- **What you are asked to do**:
Copy out each line of the records below that contains the string "arched".

- **Entries**:
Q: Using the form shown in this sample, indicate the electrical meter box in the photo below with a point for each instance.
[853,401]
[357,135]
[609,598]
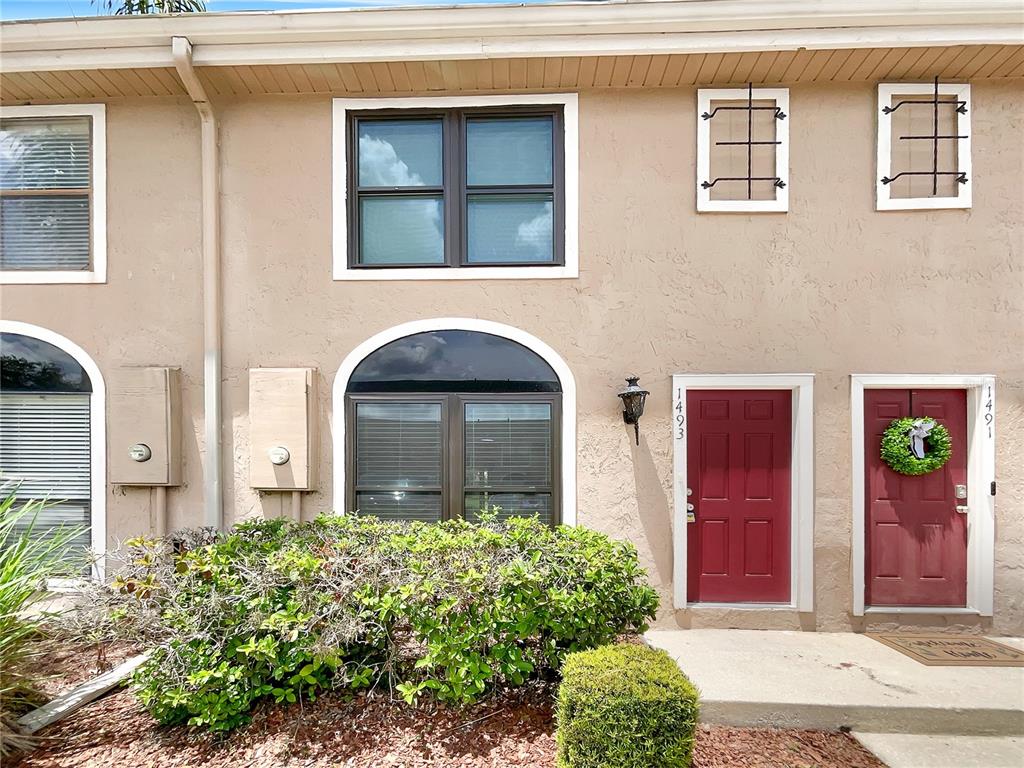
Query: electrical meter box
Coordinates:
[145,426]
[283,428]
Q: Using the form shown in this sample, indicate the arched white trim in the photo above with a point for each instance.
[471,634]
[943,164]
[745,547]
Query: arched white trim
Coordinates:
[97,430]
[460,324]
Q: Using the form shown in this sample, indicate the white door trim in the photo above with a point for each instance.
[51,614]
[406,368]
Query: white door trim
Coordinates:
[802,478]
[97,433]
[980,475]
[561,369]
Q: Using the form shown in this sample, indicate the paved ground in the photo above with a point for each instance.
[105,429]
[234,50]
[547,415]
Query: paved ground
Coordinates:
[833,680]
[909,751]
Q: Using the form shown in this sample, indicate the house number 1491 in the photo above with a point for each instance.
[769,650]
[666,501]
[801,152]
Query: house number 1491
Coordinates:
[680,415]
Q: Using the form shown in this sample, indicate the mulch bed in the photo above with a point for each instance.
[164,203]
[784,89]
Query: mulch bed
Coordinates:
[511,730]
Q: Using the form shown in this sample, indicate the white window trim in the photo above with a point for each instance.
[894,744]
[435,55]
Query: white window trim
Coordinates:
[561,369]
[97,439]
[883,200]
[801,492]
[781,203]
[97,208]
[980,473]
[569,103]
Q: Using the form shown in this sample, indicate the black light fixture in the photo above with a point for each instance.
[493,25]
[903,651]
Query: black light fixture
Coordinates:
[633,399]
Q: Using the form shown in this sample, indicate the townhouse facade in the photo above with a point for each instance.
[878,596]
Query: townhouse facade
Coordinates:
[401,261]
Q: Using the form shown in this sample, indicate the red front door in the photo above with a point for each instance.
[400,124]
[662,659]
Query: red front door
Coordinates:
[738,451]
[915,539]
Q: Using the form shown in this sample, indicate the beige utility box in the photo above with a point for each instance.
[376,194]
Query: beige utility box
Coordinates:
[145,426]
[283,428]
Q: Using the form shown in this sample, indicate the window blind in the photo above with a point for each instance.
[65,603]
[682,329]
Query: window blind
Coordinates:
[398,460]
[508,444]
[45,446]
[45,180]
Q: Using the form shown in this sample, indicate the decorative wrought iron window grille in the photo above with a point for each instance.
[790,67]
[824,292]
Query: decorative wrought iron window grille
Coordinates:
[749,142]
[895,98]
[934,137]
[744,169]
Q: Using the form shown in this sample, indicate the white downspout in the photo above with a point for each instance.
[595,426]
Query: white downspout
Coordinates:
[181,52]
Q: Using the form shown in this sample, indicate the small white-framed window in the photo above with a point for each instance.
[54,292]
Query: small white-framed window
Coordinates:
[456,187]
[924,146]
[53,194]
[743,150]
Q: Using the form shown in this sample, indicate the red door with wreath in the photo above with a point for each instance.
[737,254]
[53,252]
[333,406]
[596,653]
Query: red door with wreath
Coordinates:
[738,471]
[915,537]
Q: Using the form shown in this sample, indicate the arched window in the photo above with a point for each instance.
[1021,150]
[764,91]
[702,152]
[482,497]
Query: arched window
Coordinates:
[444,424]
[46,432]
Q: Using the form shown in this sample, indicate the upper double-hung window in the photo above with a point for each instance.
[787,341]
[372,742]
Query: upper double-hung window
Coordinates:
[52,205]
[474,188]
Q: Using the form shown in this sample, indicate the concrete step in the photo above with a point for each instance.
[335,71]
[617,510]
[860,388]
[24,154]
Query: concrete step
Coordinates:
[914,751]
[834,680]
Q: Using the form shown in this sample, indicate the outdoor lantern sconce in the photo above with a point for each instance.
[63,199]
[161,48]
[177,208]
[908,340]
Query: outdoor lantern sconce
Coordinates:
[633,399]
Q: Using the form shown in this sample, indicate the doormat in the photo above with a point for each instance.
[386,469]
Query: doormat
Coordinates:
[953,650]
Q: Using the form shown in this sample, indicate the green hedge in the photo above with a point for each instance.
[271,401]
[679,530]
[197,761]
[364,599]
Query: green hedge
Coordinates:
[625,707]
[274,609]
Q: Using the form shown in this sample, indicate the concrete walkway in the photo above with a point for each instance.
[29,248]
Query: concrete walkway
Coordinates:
* * *
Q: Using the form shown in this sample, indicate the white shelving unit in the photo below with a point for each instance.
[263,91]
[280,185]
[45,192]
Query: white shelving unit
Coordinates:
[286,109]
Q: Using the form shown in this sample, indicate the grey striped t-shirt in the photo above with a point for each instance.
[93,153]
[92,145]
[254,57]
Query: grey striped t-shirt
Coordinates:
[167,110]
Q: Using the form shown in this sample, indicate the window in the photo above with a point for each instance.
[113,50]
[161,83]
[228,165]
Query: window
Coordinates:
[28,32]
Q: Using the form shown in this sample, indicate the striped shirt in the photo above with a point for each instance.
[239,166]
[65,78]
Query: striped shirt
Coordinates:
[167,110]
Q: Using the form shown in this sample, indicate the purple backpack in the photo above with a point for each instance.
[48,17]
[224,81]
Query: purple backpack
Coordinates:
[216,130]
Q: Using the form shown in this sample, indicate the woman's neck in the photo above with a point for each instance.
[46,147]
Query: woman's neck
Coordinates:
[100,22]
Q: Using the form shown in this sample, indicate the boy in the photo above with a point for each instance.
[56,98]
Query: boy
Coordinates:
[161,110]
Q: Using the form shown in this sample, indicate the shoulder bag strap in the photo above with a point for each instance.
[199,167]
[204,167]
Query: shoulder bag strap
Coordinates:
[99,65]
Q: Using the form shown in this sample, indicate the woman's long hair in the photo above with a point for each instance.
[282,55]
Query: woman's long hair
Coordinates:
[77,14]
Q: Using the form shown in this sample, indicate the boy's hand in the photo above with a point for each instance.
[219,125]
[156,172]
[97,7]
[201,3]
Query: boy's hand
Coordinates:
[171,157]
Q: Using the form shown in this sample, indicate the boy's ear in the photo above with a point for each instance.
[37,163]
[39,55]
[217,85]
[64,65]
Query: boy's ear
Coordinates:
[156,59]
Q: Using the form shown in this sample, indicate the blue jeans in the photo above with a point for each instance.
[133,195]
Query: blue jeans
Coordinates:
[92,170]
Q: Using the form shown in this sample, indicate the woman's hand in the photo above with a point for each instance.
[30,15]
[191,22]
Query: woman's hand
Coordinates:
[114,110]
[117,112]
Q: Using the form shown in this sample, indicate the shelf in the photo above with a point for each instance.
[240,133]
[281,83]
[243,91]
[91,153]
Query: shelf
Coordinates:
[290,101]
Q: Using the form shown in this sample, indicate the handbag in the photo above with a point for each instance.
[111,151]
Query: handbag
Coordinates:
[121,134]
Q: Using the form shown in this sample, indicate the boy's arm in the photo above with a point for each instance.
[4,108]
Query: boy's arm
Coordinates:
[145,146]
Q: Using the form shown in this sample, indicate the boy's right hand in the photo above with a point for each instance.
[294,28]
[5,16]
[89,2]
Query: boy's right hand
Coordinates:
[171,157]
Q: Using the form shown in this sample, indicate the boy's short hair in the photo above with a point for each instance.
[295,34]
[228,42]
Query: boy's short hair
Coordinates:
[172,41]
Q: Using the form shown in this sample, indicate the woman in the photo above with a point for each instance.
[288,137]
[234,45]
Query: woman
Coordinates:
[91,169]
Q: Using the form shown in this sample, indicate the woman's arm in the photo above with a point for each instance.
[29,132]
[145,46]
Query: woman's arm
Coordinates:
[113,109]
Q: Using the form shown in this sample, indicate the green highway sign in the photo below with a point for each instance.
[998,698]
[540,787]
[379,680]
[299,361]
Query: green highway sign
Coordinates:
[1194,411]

- **Output for this task**:
Q: Using the form shown in this sample, indicate the arched white trim in the photo above with a point for each instance.
Query: arched white trim
Q: Using the form shown in this sample, indicate the arched window in the photo above with a point for each instance.
Query: arched window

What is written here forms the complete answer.